COMPLETE THE FOLLOWING:
a - Reproduce the portion of the Bonhomme Richard certification exercise article between "CORAL SEA –" and "mission essential tasks.", inclusive.
b - Answer these questions using the Bonhomme Richard certification exercise article:
(i) During which exercise did USS Bonhomme Richard conduct a large-scale amphibious assault on July 13, 2017?
(ii) On what date did the BHR ESG complete its certification exercise?
(iii) Which three ships make up the Bonhomme Richard ESG?

GIVEN PASSAGE:
□ □ □ □ □

170713-N-WF272-040 CORAL SEA (July 13, 2017) The amphibious assault ship USS Bonhomme Richard (LHD 6) conducts a large-scale amphibious assault during Talisman Saber 17. Bonhomme Richard, serving in a combined U.S.-Australia-New Zealand amphibious force, executed ship-to-shore movements of 31st Marine Expeditionary Unit (MEU) forces and equipment in order to enable the MEU to complete mission objectives. (U.S. Navy video by Mass Communication Specialist 2nd Class Diana Quinlan/Released)
BHR ESG ships 31st MEU completes Certification Exercise

CORAL SEA – The forward-deployed Bonhomme Richard Expeditionary Strike Group (BHR ESG), with embarked 31st Marine Expeditionary Unit (MEU), completed a certification exercise (CERTEX) Aug. 18.

CERTEX is conducted to evaluate the integration of all elements of the BHR ESG and the 31st MEU, testing their combined ability to plan and execute mission essential tasks.

The Bonhomme Richard ESG consists of the flagship USS Bonhomme Richard (LHD 6), USS Ashland (LSD 48) and USS Green Bay (LPD 20), which are all on patrol off the coast of Australia. CERTEX evolutions took place from August 12-18 following the ESG’s recent completion of Amphibious Integration Training (AIT), which is aimed at integrating the Navy assets into the mission prior to CERTEX.

□ □ □ □ □

RECORD EXTRACTS:

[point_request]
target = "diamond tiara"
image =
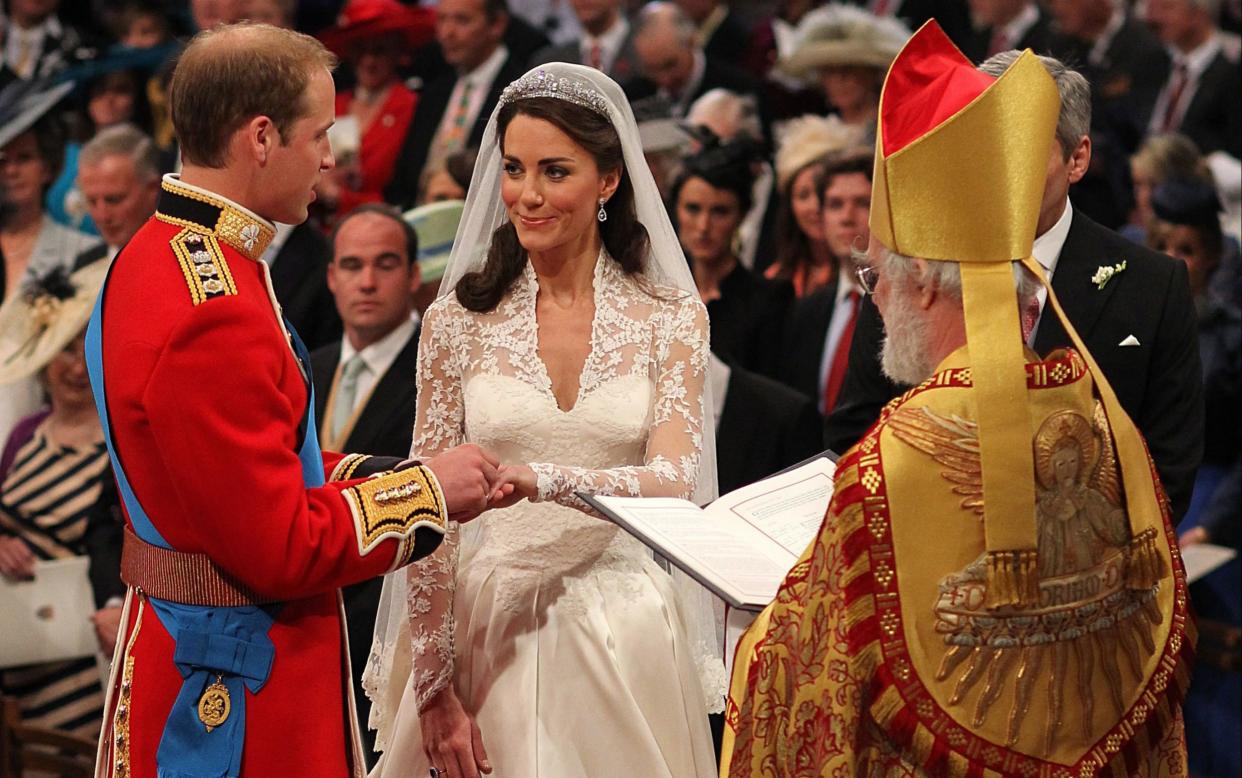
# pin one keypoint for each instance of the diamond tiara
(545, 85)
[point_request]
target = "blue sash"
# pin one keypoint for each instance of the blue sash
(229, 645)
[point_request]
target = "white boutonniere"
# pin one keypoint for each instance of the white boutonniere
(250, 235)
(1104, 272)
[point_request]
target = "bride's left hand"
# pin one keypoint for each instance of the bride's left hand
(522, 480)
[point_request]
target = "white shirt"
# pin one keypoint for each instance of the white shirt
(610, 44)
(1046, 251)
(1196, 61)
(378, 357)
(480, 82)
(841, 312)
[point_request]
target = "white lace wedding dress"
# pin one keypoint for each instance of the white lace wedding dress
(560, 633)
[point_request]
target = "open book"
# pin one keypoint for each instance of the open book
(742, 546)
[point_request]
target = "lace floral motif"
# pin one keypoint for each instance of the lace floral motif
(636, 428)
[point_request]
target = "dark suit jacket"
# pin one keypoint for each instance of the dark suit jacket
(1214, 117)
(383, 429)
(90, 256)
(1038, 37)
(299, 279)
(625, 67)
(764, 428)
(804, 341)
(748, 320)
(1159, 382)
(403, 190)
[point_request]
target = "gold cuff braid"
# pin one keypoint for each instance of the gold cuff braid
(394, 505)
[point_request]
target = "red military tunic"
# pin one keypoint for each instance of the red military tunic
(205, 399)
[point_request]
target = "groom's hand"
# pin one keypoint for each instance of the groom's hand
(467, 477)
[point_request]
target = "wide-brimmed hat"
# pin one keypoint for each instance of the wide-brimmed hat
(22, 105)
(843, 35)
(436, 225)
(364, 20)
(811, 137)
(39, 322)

□ □ □ □ □

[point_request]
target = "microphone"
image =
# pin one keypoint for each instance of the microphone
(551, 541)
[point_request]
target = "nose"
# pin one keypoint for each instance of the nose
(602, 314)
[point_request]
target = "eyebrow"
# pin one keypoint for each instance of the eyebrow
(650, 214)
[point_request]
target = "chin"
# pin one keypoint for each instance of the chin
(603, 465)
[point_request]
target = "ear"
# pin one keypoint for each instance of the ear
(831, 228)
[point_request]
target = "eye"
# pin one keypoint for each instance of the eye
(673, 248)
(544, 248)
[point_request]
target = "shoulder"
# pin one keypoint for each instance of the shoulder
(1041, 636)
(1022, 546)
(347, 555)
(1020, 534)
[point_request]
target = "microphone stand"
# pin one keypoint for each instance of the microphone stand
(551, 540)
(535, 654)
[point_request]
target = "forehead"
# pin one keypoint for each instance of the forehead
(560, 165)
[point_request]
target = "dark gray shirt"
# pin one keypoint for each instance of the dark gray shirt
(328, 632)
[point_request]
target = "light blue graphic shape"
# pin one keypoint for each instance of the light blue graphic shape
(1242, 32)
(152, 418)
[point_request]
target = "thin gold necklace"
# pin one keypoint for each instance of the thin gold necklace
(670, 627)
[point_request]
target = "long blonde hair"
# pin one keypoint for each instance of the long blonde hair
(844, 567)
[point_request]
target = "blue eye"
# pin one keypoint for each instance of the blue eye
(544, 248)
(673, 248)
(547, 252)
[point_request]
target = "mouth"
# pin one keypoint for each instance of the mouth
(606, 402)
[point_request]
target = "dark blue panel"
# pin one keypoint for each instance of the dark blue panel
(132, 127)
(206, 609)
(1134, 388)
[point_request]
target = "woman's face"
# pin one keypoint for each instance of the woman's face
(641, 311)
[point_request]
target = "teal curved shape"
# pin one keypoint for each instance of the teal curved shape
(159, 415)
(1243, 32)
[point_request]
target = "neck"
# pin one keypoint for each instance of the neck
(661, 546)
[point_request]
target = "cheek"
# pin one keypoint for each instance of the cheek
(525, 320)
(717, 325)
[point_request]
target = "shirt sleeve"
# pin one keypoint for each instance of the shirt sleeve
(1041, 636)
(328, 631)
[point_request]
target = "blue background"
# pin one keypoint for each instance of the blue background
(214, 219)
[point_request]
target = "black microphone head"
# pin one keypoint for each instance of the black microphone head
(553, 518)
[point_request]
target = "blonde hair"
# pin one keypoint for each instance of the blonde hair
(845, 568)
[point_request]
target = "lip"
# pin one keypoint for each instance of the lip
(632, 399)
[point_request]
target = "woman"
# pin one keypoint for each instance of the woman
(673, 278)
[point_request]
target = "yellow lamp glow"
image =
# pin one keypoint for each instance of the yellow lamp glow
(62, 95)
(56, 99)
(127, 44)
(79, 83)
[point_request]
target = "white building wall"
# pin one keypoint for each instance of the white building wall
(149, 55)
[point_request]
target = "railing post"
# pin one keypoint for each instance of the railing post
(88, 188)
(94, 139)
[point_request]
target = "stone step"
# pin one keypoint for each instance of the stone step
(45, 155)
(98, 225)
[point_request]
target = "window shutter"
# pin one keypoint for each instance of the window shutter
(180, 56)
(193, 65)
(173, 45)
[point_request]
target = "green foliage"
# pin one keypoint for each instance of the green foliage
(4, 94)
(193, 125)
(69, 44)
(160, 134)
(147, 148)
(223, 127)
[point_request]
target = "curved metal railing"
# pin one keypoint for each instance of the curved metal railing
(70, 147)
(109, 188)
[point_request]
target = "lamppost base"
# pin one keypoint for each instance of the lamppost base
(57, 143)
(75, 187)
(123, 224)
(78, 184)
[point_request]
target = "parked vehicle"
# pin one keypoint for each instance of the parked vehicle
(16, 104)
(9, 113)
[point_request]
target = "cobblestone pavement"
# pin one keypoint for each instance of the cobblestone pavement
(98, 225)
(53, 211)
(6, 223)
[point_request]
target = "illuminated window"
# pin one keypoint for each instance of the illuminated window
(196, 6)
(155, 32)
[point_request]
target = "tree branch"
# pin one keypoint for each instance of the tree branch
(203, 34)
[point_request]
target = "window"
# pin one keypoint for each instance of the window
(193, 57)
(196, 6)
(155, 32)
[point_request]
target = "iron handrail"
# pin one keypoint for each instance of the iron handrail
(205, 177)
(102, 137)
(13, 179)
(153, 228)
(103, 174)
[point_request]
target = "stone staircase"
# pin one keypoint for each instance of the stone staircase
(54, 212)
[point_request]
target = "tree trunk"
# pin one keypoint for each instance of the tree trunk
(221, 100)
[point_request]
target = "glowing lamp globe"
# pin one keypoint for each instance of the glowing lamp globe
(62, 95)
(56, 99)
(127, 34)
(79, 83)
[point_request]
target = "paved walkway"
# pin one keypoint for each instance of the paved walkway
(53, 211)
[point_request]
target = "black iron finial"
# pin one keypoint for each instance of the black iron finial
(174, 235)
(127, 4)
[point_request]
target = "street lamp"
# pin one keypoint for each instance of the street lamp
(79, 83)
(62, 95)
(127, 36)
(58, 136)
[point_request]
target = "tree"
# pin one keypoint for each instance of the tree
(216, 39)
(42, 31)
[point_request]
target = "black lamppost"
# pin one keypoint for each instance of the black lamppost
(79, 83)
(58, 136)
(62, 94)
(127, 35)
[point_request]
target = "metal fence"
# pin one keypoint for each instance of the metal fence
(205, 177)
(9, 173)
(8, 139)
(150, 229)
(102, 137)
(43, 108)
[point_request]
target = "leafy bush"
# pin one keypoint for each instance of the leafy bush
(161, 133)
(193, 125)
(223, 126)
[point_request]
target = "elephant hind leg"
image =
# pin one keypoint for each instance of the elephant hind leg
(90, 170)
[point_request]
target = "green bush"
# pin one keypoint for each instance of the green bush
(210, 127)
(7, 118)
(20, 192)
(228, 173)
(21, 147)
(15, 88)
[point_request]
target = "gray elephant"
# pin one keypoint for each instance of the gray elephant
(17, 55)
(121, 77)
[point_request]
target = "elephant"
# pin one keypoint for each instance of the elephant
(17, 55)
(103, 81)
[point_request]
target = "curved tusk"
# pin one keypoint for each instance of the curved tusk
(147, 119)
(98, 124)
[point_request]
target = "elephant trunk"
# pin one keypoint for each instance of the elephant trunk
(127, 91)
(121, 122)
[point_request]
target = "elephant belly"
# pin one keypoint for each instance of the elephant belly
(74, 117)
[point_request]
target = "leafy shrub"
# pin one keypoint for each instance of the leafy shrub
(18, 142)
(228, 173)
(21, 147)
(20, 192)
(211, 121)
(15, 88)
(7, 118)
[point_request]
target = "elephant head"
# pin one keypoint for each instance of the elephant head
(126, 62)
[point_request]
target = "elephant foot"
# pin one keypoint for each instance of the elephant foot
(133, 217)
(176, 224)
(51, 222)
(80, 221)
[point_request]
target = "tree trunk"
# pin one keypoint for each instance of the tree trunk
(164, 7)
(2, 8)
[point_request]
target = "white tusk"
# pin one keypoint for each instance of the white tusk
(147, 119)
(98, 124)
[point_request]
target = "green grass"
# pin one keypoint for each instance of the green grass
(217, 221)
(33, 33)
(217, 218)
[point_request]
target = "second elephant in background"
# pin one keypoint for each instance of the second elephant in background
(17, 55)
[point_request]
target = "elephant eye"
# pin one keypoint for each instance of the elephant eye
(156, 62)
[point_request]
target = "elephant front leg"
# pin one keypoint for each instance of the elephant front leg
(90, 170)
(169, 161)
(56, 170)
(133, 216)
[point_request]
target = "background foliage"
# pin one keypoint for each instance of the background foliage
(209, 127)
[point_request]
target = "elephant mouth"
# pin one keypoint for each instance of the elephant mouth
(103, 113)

□ □ □ □ □

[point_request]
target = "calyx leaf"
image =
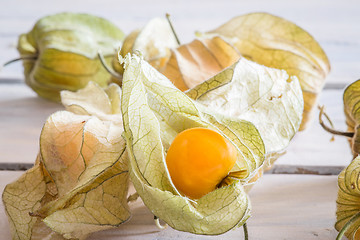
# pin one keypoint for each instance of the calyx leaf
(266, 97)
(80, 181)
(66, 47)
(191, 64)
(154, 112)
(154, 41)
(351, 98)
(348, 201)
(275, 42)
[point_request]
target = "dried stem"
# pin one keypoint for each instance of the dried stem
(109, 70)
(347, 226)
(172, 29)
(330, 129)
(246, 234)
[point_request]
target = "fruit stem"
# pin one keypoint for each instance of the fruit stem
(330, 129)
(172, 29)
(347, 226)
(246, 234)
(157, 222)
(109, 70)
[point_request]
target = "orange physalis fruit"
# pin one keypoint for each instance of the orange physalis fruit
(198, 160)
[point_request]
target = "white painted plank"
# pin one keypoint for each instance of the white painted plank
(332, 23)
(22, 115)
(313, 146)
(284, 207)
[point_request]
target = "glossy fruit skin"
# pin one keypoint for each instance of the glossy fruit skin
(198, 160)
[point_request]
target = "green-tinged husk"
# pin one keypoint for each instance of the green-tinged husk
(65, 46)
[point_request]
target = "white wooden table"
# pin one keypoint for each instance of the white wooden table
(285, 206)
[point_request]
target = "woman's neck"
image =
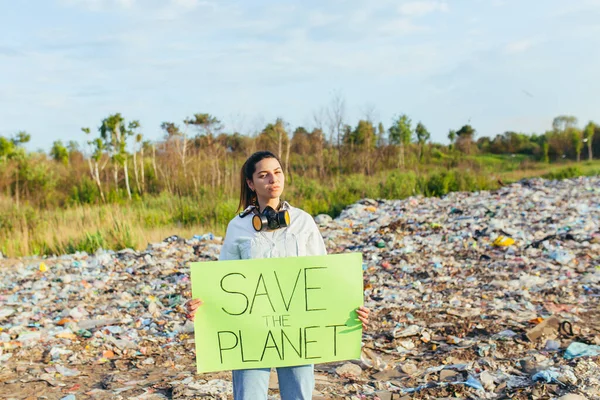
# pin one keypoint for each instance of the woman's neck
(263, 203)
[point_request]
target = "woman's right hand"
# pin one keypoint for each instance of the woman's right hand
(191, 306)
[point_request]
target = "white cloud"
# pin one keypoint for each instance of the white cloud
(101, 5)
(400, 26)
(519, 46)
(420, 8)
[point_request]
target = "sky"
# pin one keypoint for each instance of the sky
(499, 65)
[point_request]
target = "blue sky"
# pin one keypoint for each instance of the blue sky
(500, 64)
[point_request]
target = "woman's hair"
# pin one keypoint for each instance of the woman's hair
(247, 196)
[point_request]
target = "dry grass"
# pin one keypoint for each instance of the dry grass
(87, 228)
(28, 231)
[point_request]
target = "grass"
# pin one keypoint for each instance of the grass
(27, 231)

□ □ □ □ □

ANSWERS IN ORDER:
a -
CORAL SEA – The forward-deployed Bonhomme Richard Expeditionary Strike Group (BHR ESG), with embarked 31st Marine Expeditionary Unit (MEU), completed a certification exercise (CERTEX) Aug. 18.

CERTEX is conducted to evaluate the integration of all elements of the BHR ESG and the 31st MEU, testing their combined ability to plan and execute mission essential tasks.

b -
(i) Talisman Saber 17
(ii) Aug. 18
(iii) USS Bonhomme Richard (LHD 6), USS Ashland (LSD 48) and USS Green Bay (LPD 20)